### Exercise brief
Where the records below reach the line containing "q=ocean wave", start transcribing, and end with the line containing "q=baseball cap", exactly and with nothing else added.
Extracted data Start Marker
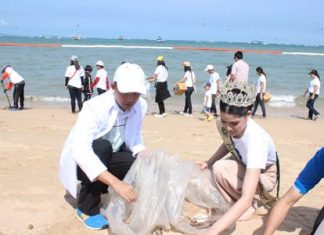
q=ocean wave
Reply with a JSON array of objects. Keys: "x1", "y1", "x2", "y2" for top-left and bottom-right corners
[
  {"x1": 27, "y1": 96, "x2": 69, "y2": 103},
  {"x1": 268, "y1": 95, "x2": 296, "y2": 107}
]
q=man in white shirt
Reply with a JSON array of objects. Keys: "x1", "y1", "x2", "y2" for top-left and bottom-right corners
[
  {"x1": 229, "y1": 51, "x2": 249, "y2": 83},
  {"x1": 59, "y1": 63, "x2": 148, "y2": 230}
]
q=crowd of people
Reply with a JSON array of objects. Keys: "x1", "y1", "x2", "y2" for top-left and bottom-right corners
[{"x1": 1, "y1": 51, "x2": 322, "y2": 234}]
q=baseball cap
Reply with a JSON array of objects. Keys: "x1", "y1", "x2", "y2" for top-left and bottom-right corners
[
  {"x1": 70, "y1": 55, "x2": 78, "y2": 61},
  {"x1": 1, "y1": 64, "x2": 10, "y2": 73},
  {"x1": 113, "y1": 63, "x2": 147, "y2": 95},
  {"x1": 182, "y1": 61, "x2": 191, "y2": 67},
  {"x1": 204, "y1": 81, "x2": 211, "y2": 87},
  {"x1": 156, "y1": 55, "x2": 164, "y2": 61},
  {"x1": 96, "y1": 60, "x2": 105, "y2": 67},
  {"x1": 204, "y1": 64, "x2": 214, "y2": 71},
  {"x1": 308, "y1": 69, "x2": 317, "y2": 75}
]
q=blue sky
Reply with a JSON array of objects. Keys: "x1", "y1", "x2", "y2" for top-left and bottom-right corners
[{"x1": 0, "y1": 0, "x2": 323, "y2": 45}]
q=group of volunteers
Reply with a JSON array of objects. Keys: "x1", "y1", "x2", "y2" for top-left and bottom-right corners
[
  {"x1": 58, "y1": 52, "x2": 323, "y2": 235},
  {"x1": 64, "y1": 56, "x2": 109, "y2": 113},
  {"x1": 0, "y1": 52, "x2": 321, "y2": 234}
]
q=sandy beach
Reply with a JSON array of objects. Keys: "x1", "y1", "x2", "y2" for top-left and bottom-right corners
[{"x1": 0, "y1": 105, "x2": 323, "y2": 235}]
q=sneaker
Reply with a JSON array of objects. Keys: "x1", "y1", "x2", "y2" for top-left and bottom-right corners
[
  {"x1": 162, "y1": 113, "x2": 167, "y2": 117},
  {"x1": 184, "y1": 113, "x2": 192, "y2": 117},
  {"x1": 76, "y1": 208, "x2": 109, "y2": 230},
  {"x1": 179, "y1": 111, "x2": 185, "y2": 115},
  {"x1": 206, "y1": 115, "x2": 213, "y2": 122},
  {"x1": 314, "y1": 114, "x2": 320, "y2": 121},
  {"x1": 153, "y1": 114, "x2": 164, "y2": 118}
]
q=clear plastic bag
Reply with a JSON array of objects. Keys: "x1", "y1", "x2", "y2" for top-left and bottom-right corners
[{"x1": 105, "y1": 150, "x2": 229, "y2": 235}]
Extracted data End Marker
Extracted data Start Marker
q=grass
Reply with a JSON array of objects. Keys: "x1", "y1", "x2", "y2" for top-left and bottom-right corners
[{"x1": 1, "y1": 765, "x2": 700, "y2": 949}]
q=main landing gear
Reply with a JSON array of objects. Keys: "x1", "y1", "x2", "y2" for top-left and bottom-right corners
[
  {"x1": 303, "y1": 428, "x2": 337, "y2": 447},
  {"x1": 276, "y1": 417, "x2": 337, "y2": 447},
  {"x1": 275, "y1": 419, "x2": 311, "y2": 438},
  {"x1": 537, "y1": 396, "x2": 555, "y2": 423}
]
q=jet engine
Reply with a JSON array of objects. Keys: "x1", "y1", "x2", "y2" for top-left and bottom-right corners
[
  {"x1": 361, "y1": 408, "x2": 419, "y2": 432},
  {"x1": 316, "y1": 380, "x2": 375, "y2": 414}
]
Extracted data End Marker
### Reply
q=ocean wave
Reply with a JSON array of objects. Keys: "x1", "y1", "x2", "y2" for top-left and bottom-right corners
[
  {"x1": 27, "y1": 96, "x2": 69, "y2": 103},
  {"x1": 268, "y1": 95, "x2": 296, "y2": 107}
]
q=man in white shirt
Reply with a JSON array of objects. Keys: "x1", "y1", "x2", "y2" for top-left and bottom-right corners
[
  {"x1": 229, "y1": 51, "x2": 249, "y2": 83},
  {"x1": 59, "y1": 63, "x2": 148, "y2": 230}
]
q=crowd of people
Reply with a JSON array of objects. Keys: "x1", "y1", "x2", "y2" for top-left and bottom-right corners
[{"x1": 1, "y1": 51, "x2": 322, "y2": 234}]
q=baseball cap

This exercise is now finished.